(Saved data entries)
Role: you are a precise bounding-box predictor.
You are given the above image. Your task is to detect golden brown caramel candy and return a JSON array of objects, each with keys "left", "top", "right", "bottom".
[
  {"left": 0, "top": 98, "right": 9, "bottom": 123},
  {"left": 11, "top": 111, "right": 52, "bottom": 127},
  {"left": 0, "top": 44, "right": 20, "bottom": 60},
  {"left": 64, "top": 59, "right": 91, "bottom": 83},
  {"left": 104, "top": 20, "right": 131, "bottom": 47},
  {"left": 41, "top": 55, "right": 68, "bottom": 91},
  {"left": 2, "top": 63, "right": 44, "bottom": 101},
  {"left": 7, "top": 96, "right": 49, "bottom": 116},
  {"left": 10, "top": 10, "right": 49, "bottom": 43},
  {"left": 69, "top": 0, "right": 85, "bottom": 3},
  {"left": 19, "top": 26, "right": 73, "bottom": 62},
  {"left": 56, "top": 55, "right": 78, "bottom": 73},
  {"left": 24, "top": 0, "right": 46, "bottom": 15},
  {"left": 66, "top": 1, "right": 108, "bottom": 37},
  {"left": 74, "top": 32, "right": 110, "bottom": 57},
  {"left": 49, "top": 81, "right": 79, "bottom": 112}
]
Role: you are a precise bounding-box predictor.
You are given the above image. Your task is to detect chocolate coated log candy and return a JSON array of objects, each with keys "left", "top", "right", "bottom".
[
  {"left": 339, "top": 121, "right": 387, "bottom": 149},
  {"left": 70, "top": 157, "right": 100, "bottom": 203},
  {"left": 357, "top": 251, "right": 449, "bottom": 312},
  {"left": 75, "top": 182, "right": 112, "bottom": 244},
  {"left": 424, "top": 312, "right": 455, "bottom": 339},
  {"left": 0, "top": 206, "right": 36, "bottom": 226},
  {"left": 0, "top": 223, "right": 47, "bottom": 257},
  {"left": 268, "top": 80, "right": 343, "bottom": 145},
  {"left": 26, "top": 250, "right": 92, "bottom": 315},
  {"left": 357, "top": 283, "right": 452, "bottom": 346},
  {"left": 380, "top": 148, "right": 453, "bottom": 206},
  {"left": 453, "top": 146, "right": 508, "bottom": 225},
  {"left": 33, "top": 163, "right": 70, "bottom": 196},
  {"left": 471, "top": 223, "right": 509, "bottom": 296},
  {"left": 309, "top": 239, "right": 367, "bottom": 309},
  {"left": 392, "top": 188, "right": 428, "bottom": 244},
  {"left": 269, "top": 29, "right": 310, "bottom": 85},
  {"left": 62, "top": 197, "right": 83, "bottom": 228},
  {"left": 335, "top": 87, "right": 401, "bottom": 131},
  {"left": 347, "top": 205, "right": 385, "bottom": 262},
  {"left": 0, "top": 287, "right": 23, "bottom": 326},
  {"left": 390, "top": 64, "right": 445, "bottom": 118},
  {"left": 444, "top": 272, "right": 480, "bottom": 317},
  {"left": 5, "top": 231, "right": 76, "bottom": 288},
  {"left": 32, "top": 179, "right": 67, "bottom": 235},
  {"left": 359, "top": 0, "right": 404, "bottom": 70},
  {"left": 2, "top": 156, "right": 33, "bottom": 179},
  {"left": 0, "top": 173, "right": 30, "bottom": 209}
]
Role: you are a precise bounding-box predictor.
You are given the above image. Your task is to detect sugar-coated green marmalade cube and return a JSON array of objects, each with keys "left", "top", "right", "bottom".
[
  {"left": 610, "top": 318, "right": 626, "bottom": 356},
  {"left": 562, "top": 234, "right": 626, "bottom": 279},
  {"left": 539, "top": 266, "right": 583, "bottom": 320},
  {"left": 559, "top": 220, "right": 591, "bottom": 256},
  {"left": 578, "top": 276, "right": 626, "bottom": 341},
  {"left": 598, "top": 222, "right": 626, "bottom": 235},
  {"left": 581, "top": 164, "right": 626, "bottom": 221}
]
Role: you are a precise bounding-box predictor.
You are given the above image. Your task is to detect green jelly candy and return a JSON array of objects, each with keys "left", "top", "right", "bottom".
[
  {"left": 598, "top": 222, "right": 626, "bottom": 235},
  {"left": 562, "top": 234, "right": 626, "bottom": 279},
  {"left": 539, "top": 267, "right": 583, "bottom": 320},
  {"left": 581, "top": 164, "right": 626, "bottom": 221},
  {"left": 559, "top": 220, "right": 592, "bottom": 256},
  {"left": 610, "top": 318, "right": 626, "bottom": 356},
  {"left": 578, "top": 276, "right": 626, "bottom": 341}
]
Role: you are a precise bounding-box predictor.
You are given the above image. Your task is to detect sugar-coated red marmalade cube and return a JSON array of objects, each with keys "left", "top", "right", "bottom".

■ **Task requirements**
Each record above is to be written out again exactly.

■ **Output below**
Role: you are a precise bounding-box predictor.
You are given the above image. Your task is to detect golden brown caramel candy and return a JSON array of objects, each with keys "left", "top", "right", "bottom".
[
  {"left": 0, "top": 98, "right": 9, "bottom": 123},
  {"left": 11, "top": 111, "right": 52, "bottom": 127},
  {"left": 0, "top": 44, "right": 20, "bottom": 60},
  {"left": 64, "top": 59, "right": 91, "bottom": 83},
  {"left": 104, "top": 20, "right": 131, "bottom": 47},
  {"left": 41, "top": 55, "right": 68, "bottom": 91},
  {"left": 2, "top": 63, "right": 44, "bottom": 101},
  {"left": 7, "top": 96, "right": 49, "bottom": 116},
  {"left": 10, "top": 10, "right": 49, "bottom": 43},
  {"left": 69, "top": 0, "right": 85, "bottom": 3},
  {"left": 19, "top": 26, "right": 73, "bottom": 62},
  {"left": 56, "top": 55, "right": 78, "bottom": 73},
  {"left": 24, "top": 0, "right": 46, "bottom": 15},
  {"left": 66, "top": 1, "right": 108, "bottom": 37},
  {"left": 74, "top": 32, "right": 110, "bottom": 57},
  {"left": 49, "top": 81, "right": 79, "bottom": 112}
]
Role: you are a precise bounding-box predictor.
You are given the above image. Your task is to detect chocolate coated log candy and return a JSON array of objects, each with keys "left", "top", "right", "bottom".
[
  {"left": 339, "top": 121, "right": 387, "bottom": 149},
  {"left": 70, "top": 157, "right": 100, "bottom": 203},
  {"left": 357, "top": 251, "right": 449, "bottom": 312},
  {"left": 75, "top": 182, "right": 112, "bottom": 244},
  {"left": 424, "top": 312, "right": 455, "bottom": 339},
  {"left": 0, "top": 206, "right": 36, "bottom": 226},
  {"left": 0, "top": 223, "right": 47, "bottom": 257},
  {"left": 268, "top": 80, "right": 343, "bottom": 145},
  {"left": 26, "top": 250, "right": 92, "bottom": 315},
  {"left": 357, "top": 283, "right": 452, "bottom": 346},
  {"left": 380, "top": 148, "right": 453, "bottom": 206},
  {"left": 453, "top": 146, "right": 508, "bottom": 225},
  {"left": 33, "top": 163, "right": 70, "bottom": 196},
  {"left": 471, "top": 223, "right": 509, "bottom": 296},
  {"left": 309, "top": 239, "right": 367, "bottom": 309},
  {"left": 392, "top": 188, "right": 428, "bottom": 244},
  {"left": 269, "top": 29, "right": 310, "bottom": 85},
  {"left": 62, "top": 197, "right": 83, "bottom": 228},
  {"left": 335, "top": 87, "right": 401, "bottom": 131},
  {"left": 347, "top": 205, "right": 385, "bottom": 262},
  {"left": 0, "top": 287, "right": 23, "bottom": 326},
  {"left": 390, "top": 64, "right": 445, "bottom": 118},
  {"left": 444, "top": 272, "right": 480, "bottom": 317},
  {"left": 5, "top": 231, "right": 76, "bottom": 288},
  {"left": 32, "top": 179, "right": 67, "bottom": 235},
  {"left": 359, "top": 0, "right": 404, "bottom": 70},
  {"left": 2, "top": 156, "right": 33, "bottom": 179},
  {"left": 0, "top": 173, "right": 30, "bottom": 209}
]
Role: you are a precise bounding-box predictor.
You are given the above image. Your task is to detect sugar-coated green marmalade cube and return a JSON array of objects, each with keys "left", "top", "right", "bottom".
[
  {"left": 610, "top": 318, "right": 626, "bottom": 356},
  {"left": 562, "top": 234, "right": 626, "bottom": 279},
  {"left": 539, "top": 266, "right": 583, "bottom": 320},
  {"left": 559, "top": 220, "right": 591, "bottom": 256},
  {"left": 578, "top": 276, "right": 626, "bottom": 341},
  {"left": 598, "top": 222, "right": 626, "bottom": 235},
  {"left": 581, "top": 164, "right": 626, "bottom": 221}
]
Role: you are a precise bounding-box predictor.
You are given the above image. Your task is to detect green jelly candy and return a JSON array of objects, each with keys "left", "top", "right", "bottom".
[
  {"left": 598, "top": 222, "right": 626, "bottom": 235},
  {"left": 562, "top": 234, "right": 626, "bottom": 279},
  {"left": 539, "top": 267, "right": 583, "bottom": 320},
  {"left": 581, "top": 164, "right": 626, "bottom": 221},
  {"left": 559, "top": 220, "right": 592, "bottom": 256},
  {"left": 610, "top": 318, "right": 626, "bottom": 356},
  {"left": 578, "top": 276, "right": 626, "bottom": 341}
]
Role: you are a precise bounding-box predictor.
You are given the above image. Your task is to detect sugar-coated red marmalade cube and return a JSON array of objects, each with keys "left", "top", "right", "bottom".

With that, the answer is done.